Your task: Copy every one of the records below word for word, keeping each line in its original order and form.

Material supplied:
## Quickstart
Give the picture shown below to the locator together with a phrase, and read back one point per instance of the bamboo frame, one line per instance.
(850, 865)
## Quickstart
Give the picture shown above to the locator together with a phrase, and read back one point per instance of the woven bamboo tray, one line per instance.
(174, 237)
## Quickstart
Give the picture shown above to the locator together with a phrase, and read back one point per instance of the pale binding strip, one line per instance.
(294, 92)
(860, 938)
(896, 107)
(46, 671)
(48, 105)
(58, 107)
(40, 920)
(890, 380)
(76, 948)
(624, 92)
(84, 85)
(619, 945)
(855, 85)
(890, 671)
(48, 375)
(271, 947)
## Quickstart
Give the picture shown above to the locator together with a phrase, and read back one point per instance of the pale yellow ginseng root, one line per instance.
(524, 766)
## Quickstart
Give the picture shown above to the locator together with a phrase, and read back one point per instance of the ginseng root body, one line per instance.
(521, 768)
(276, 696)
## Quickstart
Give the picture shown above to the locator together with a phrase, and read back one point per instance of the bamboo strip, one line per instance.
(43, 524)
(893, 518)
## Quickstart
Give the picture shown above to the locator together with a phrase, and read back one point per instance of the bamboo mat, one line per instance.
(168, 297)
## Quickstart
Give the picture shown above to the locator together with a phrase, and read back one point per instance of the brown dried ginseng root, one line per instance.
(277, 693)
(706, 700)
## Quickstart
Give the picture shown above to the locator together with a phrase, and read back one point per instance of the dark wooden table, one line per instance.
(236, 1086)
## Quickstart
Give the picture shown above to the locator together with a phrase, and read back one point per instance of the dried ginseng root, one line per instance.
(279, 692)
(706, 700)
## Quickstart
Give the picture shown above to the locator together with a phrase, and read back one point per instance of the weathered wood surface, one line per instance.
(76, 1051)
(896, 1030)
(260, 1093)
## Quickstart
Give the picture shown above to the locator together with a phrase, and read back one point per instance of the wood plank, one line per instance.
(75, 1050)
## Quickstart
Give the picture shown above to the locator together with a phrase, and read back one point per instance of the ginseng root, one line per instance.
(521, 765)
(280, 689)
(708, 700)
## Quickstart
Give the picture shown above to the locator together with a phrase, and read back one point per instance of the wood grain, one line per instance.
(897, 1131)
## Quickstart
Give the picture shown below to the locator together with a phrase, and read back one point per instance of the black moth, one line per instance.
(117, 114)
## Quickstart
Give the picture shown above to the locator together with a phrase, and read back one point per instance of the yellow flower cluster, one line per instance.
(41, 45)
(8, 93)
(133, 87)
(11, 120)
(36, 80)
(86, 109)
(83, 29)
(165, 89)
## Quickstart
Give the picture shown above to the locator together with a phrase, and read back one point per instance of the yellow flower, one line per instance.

The result:
## Quickstart
Give the picture shown below to the locator together with a phrase, and read back one point per instance of the bamboo frame, one line per instance.
(850, 865)
## Quickstart
Give the picture shown above to the locator together with a phrase, and read back one point per instance of the woven bamboo tray, one line per instance.
(174, 237)
## Quickstart
Give the picture shown above to the locator together with a phrase, and read back one point per instance of the pale binding strip, one line per instance.
(294, 92)
(860, 938)
(896, 107)
(46, 671)
(48, 105)
(58, 107)
(40, 920)
(890, 380)
(76, 948)
(624, 92)
(84, 85)
(619, 945)
(855, 85)
(890, 671)
(48, 375)
(271, 947)
## Quickstart
Give the picture shown above to the locator together with a phrase, and read back one point per instance of the pale yellow ginseng root, one line per instance.
(524, 766)
## Quickstart
Give the picture shown above to the locator together with a phrase, and read back one point per instance of the ginseng root body, one line per instance.
(521, 768)
(276, 696)
## Quickstart
Give the picture shown above to the locator together with a phrase, and read back one point per instance of the bamboo strip, one line per instance.
(43, 524)
(893, 518)
## Quickstart
Give the picture shown above to the locator together with a phrase, and read back one point per instance of the bamboo mat, one line per instance.
(168, 297)
## Quickstart
Give the picture shown above to the locator together with a phrase, and read back one point per instance of the brown dried ginseng root, one line per instance.
(277, 693)
(706, 700)
## Quickstart
Give the picture shown above to the locator together with a phrase, and read back one point per instance of the dark wooden table, one line per instance.
(236, 1086)
## Quickstart
Give the picture shown above to the locator together with a phrase, and read back one point per instance of the dried ginseng root, one line per instance.
(279, 692)
(706, 700)
## Quickstart
Give the picture shown above to the locator together with a phrase, and read back one point per instance of the weathered wood surface, one line per instance.
(76, 1051)
(896, 1030)
(260, 1093)
## Quickstart
Give the picture shown above to the locator together with a phrase, and read back one point per instance of the wood plank, one line per instance.
(75, 1050)
## Quickstart
Give the picture shown above to the locator together with a phrase, and read back one point per instance of the ginseng root, one line per instance.
(521, 765)
(280, 689)
(708, 700)
## Quickstart
Give the picture shown above to the locator together with a phrase, and read back one point per instance of the wood grain, one line per instance.
(897, 1131)
## Quickstart
Give the picture shown below to the locator together with a phrase, and read back one point per instance of the black moth, one line per instance.
(117, 114)
## Quickstart
Give the picture shown above to the locator together with a phrase, and read back one point per instance of the yellow flower cluster, one line per instance.
(41, 45)
(8, 93)
(133, 87)
(11, 120)
(36, 80)
(86, 109)
(83, 29)
(165, 89)
## Quickstart
Give the picture shown above to the locator together with a phrase, and read back one point per instance of the yellow flower, one line per instance.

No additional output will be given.